## EXERCISE
As the lines appear below, please set them down exactly, starting at the first and finishing with the one containing "positive clicks: (723, 349)".

## SOURCE DATA
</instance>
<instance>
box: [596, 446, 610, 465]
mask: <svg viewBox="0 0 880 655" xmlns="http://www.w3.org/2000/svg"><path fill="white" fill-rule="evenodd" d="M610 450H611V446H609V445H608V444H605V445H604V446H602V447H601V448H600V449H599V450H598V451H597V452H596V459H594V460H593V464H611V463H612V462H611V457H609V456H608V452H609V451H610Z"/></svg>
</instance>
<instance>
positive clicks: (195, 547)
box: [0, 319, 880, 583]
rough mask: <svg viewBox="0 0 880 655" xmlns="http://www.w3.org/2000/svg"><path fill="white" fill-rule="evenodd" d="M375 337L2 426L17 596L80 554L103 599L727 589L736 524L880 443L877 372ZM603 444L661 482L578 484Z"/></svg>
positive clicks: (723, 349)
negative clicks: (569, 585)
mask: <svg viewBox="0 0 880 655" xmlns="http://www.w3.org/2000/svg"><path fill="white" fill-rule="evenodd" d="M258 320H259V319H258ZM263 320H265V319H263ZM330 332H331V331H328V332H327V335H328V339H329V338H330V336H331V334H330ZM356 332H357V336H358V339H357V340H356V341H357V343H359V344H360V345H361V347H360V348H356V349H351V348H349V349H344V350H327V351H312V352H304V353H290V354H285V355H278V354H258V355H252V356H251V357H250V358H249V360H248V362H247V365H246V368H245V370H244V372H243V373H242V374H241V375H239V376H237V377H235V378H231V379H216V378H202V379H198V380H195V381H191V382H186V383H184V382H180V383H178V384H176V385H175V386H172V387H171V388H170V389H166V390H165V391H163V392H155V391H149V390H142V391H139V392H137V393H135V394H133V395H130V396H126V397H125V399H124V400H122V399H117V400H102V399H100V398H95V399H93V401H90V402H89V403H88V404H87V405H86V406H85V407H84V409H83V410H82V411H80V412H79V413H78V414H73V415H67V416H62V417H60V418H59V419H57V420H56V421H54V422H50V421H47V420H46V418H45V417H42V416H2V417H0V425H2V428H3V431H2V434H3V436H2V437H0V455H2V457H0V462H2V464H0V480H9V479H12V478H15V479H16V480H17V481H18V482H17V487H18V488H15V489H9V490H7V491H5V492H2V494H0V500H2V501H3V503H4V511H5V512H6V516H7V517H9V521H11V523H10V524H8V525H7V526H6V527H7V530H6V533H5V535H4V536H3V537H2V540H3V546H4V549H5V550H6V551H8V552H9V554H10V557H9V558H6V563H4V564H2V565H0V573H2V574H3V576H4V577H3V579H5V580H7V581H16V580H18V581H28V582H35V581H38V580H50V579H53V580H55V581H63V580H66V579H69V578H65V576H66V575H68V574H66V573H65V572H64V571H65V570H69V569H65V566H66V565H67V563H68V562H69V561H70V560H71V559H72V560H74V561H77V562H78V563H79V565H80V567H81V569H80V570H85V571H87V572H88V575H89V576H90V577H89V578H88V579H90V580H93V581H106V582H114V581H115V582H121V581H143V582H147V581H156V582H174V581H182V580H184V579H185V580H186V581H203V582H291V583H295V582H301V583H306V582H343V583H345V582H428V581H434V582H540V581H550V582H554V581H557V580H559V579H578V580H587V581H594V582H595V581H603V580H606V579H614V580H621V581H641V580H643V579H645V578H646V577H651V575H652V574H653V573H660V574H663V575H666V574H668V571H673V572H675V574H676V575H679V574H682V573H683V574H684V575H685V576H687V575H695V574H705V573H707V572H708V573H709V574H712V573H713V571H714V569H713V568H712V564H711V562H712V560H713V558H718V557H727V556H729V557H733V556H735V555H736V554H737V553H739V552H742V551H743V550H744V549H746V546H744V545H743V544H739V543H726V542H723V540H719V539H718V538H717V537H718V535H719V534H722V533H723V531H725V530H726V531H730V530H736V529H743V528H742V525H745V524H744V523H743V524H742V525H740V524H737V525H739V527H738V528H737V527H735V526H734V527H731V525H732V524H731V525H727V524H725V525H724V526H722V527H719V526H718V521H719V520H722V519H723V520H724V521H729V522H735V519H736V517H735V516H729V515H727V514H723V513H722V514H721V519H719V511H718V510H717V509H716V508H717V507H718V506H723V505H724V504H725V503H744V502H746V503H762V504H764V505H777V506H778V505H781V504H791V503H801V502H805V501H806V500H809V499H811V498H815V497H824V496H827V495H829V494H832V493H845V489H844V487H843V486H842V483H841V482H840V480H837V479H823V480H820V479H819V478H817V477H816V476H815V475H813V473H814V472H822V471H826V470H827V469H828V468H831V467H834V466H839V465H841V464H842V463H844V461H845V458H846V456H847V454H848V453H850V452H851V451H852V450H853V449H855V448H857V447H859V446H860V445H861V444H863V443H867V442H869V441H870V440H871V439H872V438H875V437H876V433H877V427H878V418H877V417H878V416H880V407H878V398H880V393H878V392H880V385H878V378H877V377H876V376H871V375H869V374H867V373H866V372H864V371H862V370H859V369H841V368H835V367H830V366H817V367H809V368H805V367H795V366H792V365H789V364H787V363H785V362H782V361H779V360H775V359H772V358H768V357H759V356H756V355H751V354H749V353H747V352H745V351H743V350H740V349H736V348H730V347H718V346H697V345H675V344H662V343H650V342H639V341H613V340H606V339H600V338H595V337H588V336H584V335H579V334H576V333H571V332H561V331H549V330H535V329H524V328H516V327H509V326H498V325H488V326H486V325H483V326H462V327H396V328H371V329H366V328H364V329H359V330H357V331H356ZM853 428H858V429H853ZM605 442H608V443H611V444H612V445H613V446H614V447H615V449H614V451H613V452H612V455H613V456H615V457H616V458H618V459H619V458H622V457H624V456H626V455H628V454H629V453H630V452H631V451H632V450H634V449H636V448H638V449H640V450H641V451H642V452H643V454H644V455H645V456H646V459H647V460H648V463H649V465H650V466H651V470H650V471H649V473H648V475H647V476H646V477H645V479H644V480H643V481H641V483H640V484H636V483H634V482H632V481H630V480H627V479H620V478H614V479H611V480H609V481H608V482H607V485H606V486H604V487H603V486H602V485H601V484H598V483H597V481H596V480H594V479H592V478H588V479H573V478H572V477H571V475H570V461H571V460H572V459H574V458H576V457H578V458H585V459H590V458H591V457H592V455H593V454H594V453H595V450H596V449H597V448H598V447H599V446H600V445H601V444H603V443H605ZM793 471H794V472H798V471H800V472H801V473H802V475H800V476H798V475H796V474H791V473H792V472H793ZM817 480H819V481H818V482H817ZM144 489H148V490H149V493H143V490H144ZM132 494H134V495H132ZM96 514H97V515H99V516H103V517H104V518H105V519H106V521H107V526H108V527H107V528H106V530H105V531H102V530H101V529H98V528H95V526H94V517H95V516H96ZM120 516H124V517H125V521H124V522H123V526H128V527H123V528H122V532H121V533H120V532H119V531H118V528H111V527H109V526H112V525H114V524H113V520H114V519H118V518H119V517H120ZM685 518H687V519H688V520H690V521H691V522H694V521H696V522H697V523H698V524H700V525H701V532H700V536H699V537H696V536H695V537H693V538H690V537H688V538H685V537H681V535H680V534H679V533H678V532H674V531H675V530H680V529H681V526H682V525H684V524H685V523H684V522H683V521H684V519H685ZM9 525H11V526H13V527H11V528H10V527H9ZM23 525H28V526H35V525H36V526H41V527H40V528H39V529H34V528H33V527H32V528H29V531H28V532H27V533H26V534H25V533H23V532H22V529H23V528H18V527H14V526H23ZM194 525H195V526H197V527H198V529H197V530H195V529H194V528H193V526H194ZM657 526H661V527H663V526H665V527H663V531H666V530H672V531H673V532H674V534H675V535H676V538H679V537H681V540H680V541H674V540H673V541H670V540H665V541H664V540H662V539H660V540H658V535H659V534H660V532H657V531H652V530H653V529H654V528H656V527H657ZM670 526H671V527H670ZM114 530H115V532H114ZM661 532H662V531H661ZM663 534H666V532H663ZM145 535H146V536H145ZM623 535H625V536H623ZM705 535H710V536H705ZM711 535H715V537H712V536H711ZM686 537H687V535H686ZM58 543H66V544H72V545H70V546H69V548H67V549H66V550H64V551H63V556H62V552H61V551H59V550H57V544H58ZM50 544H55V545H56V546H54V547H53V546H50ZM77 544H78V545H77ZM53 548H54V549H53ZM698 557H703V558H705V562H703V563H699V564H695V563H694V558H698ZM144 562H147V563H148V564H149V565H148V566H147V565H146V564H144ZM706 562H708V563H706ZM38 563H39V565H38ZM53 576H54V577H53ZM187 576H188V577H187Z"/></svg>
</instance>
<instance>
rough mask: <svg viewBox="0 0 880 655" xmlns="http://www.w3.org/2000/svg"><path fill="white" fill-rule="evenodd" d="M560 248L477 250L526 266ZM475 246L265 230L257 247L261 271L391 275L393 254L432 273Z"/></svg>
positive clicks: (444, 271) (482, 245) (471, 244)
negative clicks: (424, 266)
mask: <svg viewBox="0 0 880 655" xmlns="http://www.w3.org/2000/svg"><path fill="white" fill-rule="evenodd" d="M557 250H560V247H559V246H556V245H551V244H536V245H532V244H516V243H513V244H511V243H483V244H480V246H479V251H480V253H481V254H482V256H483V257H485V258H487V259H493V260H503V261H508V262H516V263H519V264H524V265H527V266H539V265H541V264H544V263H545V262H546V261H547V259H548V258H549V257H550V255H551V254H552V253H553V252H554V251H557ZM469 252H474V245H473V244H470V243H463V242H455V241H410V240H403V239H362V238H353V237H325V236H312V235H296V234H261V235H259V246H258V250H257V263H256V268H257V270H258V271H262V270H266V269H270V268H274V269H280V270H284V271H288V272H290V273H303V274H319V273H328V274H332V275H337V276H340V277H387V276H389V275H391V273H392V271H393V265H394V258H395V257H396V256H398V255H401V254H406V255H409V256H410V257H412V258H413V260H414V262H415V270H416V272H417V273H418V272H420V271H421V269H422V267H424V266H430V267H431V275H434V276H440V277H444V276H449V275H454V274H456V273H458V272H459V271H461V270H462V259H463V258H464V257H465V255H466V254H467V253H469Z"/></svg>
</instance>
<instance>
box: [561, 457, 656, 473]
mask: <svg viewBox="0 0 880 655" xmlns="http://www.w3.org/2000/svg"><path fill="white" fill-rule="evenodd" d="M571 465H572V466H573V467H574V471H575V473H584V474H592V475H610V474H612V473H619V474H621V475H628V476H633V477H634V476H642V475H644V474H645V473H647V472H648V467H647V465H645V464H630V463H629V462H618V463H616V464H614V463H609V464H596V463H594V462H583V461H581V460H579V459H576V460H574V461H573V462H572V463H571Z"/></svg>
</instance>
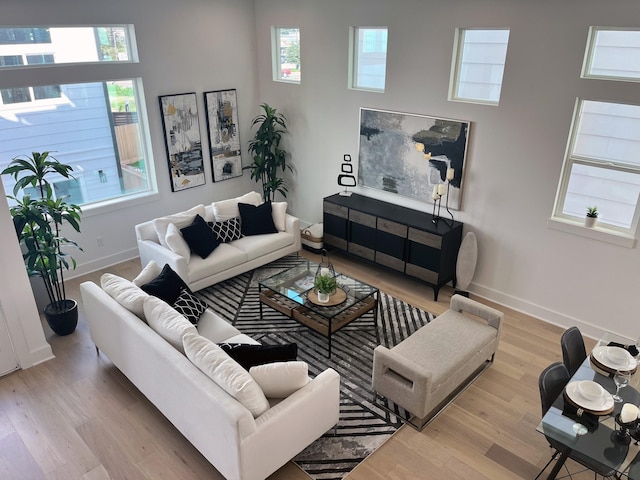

## REPLY
</instance>
<instance>
box: [596, 446, 610, 465]
mask: <svg viewBox="0 0 880 655" xmlns="http://www.w3.org/2000/svg"><path fill="white" fill-rule="evenodd" d="M610 450H611V446H609V445H608V444H605V445H604V446H602V447H601V448H600V449H599V450H598V451H597V452H596V459H594V460H593V464H611V463H612V462H611V457H609V456H608V452H609V451H610Z"/></svg>
</instance>
<instance>
positive clicks: (195, 547)
box: [0, 319, 880, 583]
rough mask: <svg viewBox="0 0 880 655" xmlns="http://www.w3.org/2000/svg"><path fill="white" fill-rule="evenodd" d="M375 337L2 426L17 596L80 554L103 599L727 589L736 524L880 443L877 372ZM603 444L661 482L578 484Z"/></svg>
positive clicks: (723, 349)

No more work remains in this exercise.